#### [Given problem]
Copy, unchanged, the stretch of the items below from the line containing "of the wheel" through the end of the items.

#### [Task inputs]
□ □ □ □ □ □ □

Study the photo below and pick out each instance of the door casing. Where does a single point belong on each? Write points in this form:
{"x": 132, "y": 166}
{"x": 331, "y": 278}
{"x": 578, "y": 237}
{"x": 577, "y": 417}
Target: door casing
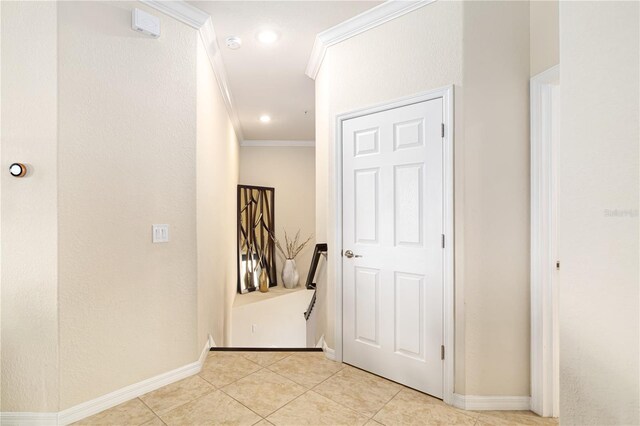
{"x": 544, "y": 276}
{"x": 446, "y": 93}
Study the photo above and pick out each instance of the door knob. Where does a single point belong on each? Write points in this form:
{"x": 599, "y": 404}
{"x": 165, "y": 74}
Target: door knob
{"x": 349, "y": 254}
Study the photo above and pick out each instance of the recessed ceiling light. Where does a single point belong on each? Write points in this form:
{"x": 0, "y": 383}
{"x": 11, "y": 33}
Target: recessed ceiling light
{"x": 267, "y": 36}
{"x": 234, "y": 42}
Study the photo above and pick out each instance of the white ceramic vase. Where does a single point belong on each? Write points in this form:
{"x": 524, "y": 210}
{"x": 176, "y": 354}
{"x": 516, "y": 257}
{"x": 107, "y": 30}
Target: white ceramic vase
{"x": 290, "y": 275}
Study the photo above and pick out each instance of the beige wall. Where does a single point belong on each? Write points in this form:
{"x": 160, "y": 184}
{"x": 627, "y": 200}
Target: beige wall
{"x": 544, "y": 35}
{"x": 29, "y": 274}
{"x": 217, "y": 178}
{"x": 291, "y": 171}
{"x": 598, "y": 167}
{"x": 110, "y": 122}
{"x": 425, "y": 50}
{"x": 496, "y": 197}
{"x": 126, "y": 153}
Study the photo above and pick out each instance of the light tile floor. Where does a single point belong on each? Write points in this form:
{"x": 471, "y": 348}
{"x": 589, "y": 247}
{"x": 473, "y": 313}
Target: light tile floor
{"x": 293, "y": 388}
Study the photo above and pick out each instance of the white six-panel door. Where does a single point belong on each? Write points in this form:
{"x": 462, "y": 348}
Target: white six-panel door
{"x": 393, "y": 225}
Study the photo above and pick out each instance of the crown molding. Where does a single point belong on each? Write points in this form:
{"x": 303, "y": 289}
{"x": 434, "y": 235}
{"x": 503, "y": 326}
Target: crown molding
{"x": 259, "y": 143}
{"x": 180, "y": 10}
{"x": 365, "y": 21}
{"x": 201, "y": 21}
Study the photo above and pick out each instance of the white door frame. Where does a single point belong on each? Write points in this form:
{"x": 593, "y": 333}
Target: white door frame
{"x": 446, "y": 94}
{"x": 544, "y": 347}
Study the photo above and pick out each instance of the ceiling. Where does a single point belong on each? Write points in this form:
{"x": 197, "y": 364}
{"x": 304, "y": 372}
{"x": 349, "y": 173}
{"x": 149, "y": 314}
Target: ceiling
{"x": 270, "y": 79}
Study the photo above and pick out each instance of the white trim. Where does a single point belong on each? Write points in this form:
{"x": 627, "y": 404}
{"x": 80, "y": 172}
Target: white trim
{"x": 543, "y": 242}
{"x": 328, "y": 352}
{"x": 365, "y": 21}
{"x": 201, "y": 21}
{"x": 25, "y": 418}
{"x": 447, "y": 95}
{"x": 259, "y": 143}
{"x": 135, "y": 390}
{"x": 483, "y": 403}
{"x": 181, "y": 11}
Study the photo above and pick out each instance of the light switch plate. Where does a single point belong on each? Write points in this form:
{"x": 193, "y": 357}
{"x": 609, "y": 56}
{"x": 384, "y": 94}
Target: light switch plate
{"x": 160, "y": 233}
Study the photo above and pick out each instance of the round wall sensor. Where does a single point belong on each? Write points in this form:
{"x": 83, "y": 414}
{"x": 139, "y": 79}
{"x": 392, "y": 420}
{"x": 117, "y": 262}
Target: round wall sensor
{"x": 18, "y": 170}
{"x": 234, "y": 42}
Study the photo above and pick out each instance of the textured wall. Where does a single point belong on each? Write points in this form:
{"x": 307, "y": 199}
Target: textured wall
{"x": 29, "y": 377}
{"x": 483, "y": 49}
{"x": 291, "y": 170}
{"x": 598, "y": 213}
{"x": 496, "y": 197}
{"x": 217, "y": 179}
{"x": 127, "y": 146}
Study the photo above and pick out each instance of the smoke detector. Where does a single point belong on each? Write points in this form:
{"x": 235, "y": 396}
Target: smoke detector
{"x": 234, "y": 42}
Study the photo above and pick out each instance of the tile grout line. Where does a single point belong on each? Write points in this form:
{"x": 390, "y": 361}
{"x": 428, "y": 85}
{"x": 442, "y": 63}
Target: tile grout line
{"x": 230, "y": 396}
{"x": 385, "y": 404}
{"x": 360, "y": 413}
{"x": 158, "y": 415}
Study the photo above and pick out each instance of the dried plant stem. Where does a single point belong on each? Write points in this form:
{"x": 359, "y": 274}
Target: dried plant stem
{"x": 293, "y": 247}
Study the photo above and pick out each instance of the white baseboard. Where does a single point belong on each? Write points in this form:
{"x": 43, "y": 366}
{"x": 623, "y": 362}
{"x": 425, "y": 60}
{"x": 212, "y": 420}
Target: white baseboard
{"x": 24, "y": 418}
{"x": 109, "y": 400}
{"x": 483, "y": 403}
{"x": 328, "y": 352}
{"x": 135, "y": 390}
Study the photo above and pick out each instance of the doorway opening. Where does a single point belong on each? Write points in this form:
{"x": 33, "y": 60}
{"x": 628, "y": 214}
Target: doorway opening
{"x": 414, "y": 128}
{"x": 545, "y": 264}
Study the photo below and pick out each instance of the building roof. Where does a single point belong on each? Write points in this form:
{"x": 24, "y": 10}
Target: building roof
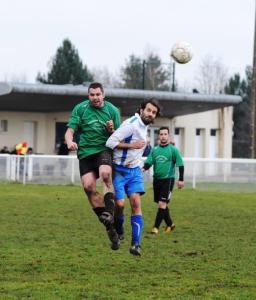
{"x": 53, "y": 98}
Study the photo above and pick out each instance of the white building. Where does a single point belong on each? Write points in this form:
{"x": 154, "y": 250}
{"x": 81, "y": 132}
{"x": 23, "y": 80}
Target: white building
{"x": 201, "y": 125}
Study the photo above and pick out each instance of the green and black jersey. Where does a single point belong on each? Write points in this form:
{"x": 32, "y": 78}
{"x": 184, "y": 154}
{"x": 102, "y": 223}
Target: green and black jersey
{"x": 90, "y": 122}
{"x": 164, "y": 160}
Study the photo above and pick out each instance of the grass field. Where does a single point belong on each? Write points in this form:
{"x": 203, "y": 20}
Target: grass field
{"x": 52, "y": 247}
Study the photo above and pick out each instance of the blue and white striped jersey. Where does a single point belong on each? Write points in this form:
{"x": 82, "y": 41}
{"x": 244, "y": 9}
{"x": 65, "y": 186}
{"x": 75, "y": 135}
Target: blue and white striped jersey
{"x": 131, "y": 130}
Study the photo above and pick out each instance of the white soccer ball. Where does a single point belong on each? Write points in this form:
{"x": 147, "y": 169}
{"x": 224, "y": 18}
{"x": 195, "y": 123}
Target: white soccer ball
{"x": 182, "y": 52}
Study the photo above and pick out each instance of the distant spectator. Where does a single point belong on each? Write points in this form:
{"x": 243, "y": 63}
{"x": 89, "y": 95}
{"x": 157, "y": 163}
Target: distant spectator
{"x": 30, "y": 151}
{"x": 4, "y": 150}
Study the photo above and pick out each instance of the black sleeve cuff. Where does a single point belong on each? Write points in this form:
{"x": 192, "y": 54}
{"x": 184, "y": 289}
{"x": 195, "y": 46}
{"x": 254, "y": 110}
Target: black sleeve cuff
{"x": 181, "y": 173}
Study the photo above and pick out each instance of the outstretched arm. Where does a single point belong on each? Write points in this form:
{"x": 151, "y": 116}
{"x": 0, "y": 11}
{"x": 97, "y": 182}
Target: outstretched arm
{"x": 180, "y": 182}
{"x": 69, "y": 139}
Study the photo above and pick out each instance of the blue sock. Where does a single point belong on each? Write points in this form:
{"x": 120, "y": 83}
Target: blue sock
{"x": 137, "y": 228}
{"x": 119, "y": 222}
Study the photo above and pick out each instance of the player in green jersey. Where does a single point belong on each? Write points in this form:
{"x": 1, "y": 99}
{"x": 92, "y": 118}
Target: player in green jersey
{"x": 164, "y": 158}
{"x": 95, "y": 120}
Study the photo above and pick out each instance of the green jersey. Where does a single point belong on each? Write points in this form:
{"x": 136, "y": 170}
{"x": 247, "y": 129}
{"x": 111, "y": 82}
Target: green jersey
{"x": 90, "y": 122}
{"x": 164, "y": 160}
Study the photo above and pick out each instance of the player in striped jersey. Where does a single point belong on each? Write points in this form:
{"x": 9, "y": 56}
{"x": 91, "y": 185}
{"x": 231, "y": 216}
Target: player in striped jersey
{"x": 128, "y": 142}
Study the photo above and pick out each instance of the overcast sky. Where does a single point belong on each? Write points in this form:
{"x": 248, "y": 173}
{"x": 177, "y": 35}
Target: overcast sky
{"x": 106, "y": 32}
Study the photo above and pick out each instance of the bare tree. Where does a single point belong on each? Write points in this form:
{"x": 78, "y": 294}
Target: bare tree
{"x": 103, "y": 75}
{"x": 212, "y": 76}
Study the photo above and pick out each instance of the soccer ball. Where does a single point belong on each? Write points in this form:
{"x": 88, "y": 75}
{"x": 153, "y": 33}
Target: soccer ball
{"x": 181, "y": 52}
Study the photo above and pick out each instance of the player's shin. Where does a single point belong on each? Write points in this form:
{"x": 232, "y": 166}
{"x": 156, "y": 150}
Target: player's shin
{"x": 137, "y": 229}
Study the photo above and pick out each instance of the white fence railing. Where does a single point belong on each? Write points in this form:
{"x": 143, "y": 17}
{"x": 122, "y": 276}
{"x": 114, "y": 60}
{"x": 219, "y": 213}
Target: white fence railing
{"x": 55, "y": 169}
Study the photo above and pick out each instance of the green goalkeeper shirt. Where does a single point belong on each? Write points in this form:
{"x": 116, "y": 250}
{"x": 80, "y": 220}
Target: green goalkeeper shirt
{"x": 164, "y": 160}
{"x": 90, "y": 123}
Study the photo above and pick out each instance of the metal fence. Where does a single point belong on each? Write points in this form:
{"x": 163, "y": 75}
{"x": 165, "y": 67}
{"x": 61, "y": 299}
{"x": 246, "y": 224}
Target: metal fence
{"x": 203, "y": 173}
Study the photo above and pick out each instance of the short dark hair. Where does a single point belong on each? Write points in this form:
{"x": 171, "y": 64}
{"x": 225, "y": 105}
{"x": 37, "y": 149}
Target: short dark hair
{"x": 164, "y": 128}
{"x": 95, "y": 85}
{"x": 152, "y": 101}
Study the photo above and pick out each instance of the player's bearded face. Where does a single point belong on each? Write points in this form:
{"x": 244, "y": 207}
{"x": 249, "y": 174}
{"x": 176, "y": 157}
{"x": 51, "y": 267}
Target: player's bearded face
{"x": 164, "y": 137}
{"x": 96, "y": 97}
{"x": 148, "y": 114}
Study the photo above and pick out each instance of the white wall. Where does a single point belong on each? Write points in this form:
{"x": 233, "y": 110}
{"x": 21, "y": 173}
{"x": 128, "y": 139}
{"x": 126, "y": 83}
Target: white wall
{"x": 44, "y": 141}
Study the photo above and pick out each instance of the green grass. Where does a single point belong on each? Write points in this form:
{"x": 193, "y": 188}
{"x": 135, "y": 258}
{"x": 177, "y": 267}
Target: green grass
{"x": 52, "y": 247}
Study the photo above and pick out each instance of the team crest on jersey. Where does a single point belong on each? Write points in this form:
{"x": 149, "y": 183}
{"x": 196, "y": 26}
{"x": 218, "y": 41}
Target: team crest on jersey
{"x": 161, "y": 158}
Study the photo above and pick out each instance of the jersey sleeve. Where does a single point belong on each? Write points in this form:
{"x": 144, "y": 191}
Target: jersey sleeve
{"x": 74, "y": 119}
{"x": 178, "y": 158}
{"x": 116, "y": 118}
{"x": 119, "y": 135}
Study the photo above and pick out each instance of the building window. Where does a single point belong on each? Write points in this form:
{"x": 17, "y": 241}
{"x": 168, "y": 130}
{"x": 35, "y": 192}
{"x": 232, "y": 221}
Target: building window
{"x": 198, "y": 131}
{"x": 213, "y": 132}
{"x": 3, "y": 125}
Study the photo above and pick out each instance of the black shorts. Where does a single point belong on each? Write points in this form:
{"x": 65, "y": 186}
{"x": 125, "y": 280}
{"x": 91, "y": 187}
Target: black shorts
{"x": 162, "y": 189}
{"x": 93, "y": 162}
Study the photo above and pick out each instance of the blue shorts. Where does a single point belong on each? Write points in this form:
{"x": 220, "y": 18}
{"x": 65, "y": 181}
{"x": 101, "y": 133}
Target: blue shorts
{"x": 127, "y": 181}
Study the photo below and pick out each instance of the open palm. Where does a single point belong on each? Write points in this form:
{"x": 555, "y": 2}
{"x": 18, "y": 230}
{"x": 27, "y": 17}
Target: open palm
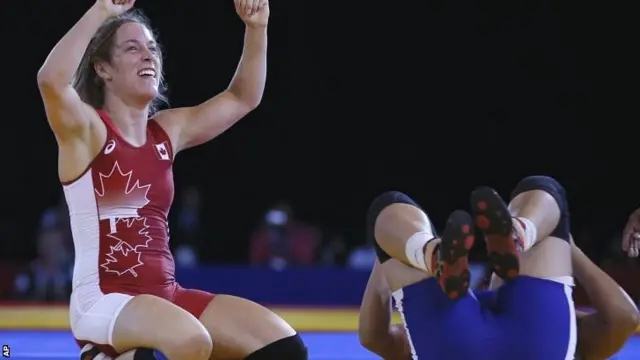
{"x": 253, "y": 12}
{"x": 116, "y": 7}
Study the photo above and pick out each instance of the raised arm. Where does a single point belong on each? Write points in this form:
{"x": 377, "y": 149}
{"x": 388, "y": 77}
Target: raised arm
{"x": 192, "y": 126}
{"x": 376, "y": 332}
{"x": 603, "y": 333}
{"x": 67, "y": 114}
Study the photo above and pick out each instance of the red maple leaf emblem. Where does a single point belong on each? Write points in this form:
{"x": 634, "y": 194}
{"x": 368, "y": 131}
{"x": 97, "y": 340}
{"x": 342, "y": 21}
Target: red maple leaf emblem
{"x": 119, "y": 196}
{"x": 124, "y": 257}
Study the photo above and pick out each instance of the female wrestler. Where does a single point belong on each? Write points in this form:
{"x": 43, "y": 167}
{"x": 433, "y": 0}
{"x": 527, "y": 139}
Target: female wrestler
{"x": 100, "y": 85}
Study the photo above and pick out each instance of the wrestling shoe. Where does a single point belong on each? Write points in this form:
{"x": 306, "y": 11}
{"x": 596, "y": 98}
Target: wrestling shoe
{"x": 504, "y": 240}
{"x": 453, "y": 265}
{"x": 89, "y": 352}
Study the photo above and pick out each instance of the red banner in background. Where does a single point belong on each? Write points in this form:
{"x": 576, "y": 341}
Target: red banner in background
{"x": 627, "y": 276}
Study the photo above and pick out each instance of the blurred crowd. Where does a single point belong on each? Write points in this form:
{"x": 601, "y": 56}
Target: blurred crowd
{"x": 279, "y": 240}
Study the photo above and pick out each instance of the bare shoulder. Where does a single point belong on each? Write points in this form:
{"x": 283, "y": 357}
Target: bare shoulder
{"x": 172, "y": 120}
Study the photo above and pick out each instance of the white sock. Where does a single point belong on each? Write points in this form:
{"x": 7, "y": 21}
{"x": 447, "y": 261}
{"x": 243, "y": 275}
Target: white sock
{"x": 417, "y": 246}
{"x": 526, "y": 232}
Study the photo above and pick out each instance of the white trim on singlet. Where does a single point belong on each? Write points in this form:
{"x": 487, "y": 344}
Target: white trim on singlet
{"x": 85, "y": 228}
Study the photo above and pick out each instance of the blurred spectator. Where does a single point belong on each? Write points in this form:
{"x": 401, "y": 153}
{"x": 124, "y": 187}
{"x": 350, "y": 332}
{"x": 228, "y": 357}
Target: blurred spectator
{"x": 281, "y": 240}
{"x": 362, "y": 257}
{"x": 57, "y": 217}
{"x": 187, "y": 228}
{"x": 48, "y": 277}
{"x": 334, "y": 252}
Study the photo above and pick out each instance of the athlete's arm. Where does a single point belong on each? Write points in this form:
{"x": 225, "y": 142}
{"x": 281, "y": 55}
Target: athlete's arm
{"x": 67, "y": 114}
{"x": 188, "y": 127}
{"x": 603, "y": 333}
{"x": 376, "y": 332}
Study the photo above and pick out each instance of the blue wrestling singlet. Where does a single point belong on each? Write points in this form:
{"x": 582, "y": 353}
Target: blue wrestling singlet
{"x": 526, "y": 319}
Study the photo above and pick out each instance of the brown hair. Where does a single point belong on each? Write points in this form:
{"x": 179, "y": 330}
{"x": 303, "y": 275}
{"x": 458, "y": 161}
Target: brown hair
{"x": 87, "y": 83}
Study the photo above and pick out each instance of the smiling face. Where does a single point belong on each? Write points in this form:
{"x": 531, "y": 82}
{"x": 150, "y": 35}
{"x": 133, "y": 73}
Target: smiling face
{"x": 134, "y": 70}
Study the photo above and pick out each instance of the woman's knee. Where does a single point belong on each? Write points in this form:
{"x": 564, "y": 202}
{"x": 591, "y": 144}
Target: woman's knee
{"x": 152, "y": 322}
{"x": 290, "y": 347}
{"x": 193, "y": 343}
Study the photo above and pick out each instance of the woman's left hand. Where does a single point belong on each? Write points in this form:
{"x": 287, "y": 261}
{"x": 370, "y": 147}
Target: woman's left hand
{"x": 255, "y": 13}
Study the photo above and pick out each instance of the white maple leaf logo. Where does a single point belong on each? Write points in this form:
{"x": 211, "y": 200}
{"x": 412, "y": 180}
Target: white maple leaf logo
{"x": 123, "y": 257}
{"x": 119, "y": 199}
{"x": 119, "y": 196}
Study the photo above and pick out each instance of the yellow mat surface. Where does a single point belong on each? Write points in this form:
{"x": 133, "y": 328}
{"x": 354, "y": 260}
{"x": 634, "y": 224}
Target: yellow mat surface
{"x": 57, "y": 317}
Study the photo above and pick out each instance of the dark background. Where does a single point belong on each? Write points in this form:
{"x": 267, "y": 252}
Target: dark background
{"x": 431, "y": 98}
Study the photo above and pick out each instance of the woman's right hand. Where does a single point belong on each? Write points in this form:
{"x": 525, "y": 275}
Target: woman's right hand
{"x": 115, "y": 7}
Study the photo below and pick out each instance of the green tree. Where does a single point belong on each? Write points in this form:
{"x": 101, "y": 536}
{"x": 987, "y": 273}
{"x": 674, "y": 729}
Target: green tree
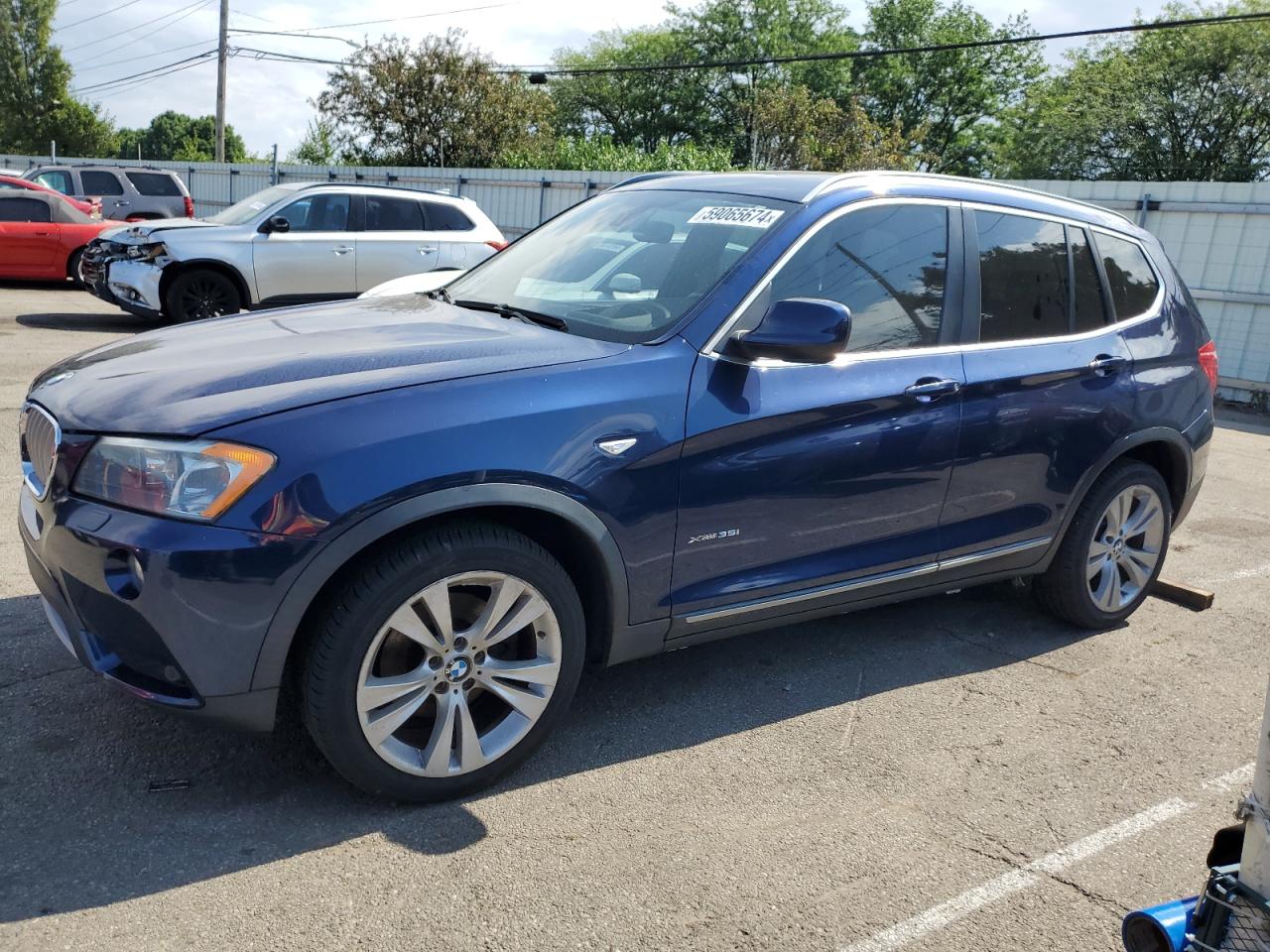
{"x": 175, "y": 136}
{"x": 949, "y": 98}
{"x": 702, "y": 105}
{"x": 318, "y": 146}
{"x": 1161, "y": 105}
{"x": 440, "y": 102}
{"x": 793, "y": 130}
{"x": 36, "y": 104}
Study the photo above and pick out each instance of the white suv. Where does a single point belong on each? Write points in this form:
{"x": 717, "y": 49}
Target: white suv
{"x": 289, "y": 244}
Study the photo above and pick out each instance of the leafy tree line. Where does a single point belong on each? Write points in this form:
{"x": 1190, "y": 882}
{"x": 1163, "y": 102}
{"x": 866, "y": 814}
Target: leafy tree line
{"x": 1170, "y": 104}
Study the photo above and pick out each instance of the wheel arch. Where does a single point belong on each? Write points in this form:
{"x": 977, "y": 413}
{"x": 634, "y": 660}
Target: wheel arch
{"x": 1160, "y": 447}
{"x": 567, "y": 529}
{"x": 177, "y": 268}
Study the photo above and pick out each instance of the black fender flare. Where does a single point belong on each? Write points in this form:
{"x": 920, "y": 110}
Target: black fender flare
{"x": 1179, "y": 447}
{"x": 335, "y": 553}
{"x": 173, "y": 271}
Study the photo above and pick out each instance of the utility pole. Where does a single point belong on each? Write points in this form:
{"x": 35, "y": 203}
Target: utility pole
{"x": 221, "y": 63}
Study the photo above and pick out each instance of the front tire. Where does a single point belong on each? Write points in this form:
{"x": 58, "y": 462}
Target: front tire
{"x": 444, "y": 662}
{"x": 1112, "y": 551}
{"x": 198, "y": 295}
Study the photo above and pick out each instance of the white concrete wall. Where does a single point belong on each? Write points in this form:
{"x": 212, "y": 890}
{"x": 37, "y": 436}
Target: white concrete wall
{"x": 1216, "y": 232}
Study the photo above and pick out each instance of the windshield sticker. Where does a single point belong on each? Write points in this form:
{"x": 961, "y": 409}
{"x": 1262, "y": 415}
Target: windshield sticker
{"x": 734, "y": 214}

□ □ □ □ □ □ □

#### [Completed task]
Study the photo above and pick out each instance of the wheel arch. Where does a single point belong on each? Write points in this form:
{"x": 977, "y": 413}
{"x": 634, "y": 660}
Target: wheel arch
{"x": 1160, "y": 447}
{"x": 567, "y": 529}
{"x": 177, "y": 268}
Study the photo above and pick out each instance of the black fender flare. Where does a single point belong on each? Write points in this form:
{"x": 920, "y": 110}
Target: black fender flare
{"x": 1179, "y": 447}
{"x": 335, "y": 553}
{"x": 173, "y": 271}
Study the photo above and pick out each instance of the utility pole. Where does a single point belong on each? Write points in this form:
{"x": 35, "y": 203}
Target: utility pole
{"x": 221, "y": 63}
Study the photo above and pick out each instance of the front tire. Where does a single point belong on each? Write points in this form:
{"x": 58, "y": 462}
Target: front tire
{"x": 444, "y": 662}
{"x": 1112, "y": 551}
{"x": 198, "y": 295}
Study the photo above and pick out each instance of the white concrete wall. Where does a single point belong on each? Write points in this form:
{"x": 212, "y": 890}
{"x": 37, "y": 436}
Target: white concrete wall
{"x": 1216, "y": 232}
Study the photo above and pick out each instance of the windshield sticker. Where does a single point belong on each? Write points in this form:
{"x": 961, "y": 409}
{"x": 1262, "y": 415}
Target: windshield sticker
{"x": 734, "y": 214}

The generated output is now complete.